Task details
Transcribe exactly the lines from the one holding "the dog's head" to the end of the data below, including both of those lines and no others.

Materials provided
━━━━━━━━━━━━━━━━━━━━━━━━━━━━━━

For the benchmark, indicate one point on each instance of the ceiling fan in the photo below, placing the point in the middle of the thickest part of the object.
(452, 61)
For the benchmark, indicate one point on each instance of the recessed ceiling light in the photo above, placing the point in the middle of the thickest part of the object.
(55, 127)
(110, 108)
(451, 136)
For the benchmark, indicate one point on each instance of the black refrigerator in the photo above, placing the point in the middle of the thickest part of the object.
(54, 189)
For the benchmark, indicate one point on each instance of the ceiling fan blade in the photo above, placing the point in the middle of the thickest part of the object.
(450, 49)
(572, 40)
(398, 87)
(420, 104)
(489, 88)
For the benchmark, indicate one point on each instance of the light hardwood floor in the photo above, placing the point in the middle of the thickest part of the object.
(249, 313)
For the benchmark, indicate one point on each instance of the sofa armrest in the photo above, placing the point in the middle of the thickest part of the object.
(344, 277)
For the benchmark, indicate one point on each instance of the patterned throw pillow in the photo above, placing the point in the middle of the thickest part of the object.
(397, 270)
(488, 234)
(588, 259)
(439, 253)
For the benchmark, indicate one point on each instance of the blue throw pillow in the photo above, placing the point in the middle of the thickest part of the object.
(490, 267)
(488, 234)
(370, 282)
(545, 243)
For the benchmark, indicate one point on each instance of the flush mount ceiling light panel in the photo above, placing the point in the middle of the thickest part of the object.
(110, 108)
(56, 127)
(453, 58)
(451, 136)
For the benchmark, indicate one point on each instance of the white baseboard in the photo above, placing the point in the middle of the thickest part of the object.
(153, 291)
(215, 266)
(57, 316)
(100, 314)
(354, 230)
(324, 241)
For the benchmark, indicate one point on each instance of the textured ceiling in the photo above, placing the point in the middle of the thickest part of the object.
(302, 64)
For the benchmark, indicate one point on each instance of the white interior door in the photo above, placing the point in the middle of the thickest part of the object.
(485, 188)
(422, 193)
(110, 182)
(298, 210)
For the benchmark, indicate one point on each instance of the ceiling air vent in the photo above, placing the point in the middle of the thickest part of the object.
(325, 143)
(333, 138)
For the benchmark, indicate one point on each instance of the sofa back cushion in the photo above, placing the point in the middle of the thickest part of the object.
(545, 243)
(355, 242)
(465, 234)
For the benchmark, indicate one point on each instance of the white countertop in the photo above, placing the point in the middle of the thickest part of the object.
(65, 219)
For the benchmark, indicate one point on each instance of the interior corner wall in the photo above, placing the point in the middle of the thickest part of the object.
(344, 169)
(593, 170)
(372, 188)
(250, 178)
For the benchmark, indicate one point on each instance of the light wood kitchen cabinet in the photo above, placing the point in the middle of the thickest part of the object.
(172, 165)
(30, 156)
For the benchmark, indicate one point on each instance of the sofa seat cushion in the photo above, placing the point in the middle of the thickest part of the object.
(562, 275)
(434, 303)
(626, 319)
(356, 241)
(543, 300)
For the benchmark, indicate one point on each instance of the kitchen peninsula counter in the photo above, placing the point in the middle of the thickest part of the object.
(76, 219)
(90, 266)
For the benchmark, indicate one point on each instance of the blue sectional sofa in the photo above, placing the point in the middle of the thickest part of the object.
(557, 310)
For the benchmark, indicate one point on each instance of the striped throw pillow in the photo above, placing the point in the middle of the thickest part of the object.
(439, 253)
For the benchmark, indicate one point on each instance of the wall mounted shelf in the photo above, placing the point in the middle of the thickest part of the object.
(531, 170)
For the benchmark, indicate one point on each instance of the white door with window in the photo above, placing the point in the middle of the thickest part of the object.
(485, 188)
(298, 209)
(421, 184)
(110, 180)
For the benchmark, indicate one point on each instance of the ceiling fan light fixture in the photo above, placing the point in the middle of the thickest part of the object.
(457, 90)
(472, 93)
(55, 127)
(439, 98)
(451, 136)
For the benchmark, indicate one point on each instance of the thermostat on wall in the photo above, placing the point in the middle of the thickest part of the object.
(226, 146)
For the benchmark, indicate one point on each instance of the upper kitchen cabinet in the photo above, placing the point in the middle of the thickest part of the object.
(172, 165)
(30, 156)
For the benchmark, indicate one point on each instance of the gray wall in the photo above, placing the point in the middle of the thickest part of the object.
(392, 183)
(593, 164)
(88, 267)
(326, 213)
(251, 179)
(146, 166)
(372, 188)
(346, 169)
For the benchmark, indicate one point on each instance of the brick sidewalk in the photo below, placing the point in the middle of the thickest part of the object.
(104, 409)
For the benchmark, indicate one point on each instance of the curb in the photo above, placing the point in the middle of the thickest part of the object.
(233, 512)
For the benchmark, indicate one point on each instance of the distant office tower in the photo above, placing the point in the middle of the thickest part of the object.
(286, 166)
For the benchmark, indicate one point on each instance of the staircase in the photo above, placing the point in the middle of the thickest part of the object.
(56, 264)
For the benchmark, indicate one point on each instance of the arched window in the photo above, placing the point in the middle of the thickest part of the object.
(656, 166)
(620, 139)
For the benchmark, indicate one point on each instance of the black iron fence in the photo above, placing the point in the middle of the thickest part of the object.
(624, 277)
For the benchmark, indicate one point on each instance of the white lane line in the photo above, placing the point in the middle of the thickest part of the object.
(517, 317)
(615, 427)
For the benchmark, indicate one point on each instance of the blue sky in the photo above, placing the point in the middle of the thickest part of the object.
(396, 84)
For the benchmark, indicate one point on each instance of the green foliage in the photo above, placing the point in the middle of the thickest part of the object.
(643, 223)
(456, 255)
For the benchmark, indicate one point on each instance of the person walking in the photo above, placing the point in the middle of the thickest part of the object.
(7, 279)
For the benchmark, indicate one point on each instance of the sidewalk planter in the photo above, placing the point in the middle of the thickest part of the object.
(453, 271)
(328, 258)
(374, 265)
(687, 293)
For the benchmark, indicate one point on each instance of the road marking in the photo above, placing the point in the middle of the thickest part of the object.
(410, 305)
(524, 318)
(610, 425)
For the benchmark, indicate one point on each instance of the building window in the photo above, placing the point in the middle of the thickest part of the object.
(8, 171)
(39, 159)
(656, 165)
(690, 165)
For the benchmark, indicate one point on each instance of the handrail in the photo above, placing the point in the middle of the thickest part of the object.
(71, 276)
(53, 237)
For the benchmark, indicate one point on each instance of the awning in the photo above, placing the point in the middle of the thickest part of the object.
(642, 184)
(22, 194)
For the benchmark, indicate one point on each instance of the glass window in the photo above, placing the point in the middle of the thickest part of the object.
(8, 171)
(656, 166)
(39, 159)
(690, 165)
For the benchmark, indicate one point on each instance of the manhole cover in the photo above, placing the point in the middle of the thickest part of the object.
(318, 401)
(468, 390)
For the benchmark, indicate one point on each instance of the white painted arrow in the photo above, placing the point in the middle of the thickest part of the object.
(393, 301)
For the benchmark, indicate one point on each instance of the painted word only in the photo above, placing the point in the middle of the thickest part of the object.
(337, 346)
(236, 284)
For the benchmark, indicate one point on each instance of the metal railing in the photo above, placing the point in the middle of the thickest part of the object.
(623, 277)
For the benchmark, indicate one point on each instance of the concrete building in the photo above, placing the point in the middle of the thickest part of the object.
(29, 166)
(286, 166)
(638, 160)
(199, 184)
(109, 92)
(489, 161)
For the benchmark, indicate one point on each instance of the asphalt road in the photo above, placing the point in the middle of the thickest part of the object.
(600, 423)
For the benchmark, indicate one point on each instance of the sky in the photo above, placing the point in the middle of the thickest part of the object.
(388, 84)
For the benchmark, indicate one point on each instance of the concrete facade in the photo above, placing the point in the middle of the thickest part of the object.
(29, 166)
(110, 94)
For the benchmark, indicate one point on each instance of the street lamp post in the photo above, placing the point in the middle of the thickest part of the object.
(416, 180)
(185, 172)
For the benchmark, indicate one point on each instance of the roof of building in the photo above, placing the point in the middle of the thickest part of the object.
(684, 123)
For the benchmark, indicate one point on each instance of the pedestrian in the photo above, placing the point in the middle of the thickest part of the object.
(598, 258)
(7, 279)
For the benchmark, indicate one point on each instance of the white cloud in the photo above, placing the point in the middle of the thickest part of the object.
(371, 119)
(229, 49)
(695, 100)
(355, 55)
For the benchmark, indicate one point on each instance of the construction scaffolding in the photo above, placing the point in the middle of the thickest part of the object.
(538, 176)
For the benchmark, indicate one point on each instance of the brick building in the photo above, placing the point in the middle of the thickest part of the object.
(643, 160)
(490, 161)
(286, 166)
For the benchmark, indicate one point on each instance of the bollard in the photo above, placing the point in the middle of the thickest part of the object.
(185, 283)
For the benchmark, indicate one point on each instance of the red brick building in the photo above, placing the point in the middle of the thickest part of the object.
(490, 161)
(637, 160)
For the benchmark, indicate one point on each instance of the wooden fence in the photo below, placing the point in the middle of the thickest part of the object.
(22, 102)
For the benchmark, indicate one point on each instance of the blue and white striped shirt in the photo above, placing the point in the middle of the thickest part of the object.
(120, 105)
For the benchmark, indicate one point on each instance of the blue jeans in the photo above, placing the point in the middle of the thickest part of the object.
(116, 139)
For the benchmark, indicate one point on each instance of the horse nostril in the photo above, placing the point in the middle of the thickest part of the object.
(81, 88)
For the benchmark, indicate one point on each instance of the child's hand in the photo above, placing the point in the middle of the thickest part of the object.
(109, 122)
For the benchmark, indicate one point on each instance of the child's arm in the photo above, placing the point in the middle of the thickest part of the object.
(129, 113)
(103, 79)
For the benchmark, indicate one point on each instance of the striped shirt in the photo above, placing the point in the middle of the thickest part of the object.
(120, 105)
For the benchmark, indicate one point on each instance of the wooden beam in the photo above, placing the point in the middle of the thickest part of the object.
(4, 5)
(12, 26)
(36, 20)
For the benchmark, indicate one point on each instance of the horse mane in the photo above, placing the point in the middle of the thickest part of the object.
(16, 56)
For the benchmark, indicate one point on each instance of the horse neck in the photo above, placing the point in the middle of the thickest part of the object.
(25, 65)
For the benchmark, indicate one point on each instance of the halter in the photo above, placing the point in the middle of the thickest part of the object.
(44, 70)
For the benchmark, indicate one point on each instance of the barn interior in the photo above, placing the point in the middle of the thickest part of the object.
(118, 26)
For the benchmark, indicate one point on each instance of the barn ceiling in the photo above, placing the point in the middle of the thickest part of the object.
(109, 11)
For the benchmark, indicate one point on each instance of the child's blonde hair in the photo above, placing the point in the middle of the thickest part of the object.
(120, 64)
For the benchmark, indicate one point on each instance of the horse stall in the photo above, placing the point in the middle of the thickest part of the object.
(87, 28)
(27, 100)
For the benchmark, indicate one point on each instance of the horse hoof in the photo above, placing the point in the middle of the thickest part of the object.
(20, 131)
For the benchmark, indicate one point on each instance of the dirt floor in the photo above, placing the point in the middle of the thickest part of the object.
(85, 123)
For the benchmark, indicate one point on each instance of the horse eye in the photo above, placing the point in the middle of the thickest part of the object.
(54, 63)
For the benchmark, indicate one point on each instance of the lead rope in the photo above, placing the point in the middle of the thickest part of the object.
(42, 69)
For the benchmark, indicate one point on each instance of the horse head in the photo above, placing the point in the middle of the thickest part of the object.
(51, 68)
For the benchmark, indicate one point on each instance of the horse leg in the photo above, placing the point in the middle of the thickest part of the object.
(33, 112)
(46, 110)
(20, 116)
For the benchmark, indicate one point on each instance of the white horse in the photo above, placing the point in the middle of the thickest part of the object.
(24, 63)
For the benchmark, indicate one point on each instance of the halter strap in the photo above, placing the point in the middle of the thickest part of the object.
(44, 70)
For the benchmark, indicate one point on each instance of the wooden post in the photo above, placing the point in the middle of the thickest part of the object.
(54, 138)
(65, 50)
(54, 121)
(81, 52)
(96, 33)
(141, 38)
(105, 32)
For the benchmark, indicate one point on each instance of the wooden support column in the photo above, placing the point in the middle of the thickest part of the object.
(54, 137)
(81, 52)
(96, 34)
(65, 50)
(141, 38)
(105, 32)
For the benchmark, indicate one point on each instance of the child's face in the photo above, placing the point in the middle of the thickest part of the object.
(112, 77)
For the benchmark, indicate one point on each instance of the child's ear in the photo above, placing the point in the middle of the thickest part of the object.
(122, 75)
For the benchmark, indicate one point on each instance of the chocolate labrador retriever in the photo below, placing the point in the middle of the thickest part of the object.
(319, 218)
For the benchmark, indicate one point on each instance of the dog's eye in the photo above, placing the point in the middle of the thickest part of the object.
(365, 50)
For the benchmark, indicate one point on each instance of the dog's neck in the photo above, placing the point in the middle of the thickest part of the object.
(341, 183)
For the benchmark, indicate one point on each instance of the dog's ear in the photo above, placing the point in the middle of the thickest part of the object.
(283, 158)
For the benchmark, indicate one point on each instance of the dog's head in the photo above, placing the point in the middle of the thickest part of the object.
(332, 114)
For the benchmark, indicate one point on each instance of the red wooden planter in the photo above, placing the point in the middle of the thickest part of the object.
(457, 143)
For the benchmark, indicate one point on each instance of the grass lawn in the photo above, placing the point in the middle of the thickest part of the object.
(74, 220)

━━━━━━━━━━━━━━━━━━━━━━━━━━━━━━

Answer to this problem
For the benchmark, indicate one point on each instance of the dog's head in the photo above, placing the point in the middle of the thickest part of the object.
(332, 114)
For the benchmark, indicate one point on each instance of the red wooden planter in the photo above, placing the point in the middle of the thickest part of the object.
(457, 143)
For the benchmark, indicate one point on each instance of the grass lawn in the photo above, placing the point in the middle of the thickest part of the object.
(74, 220)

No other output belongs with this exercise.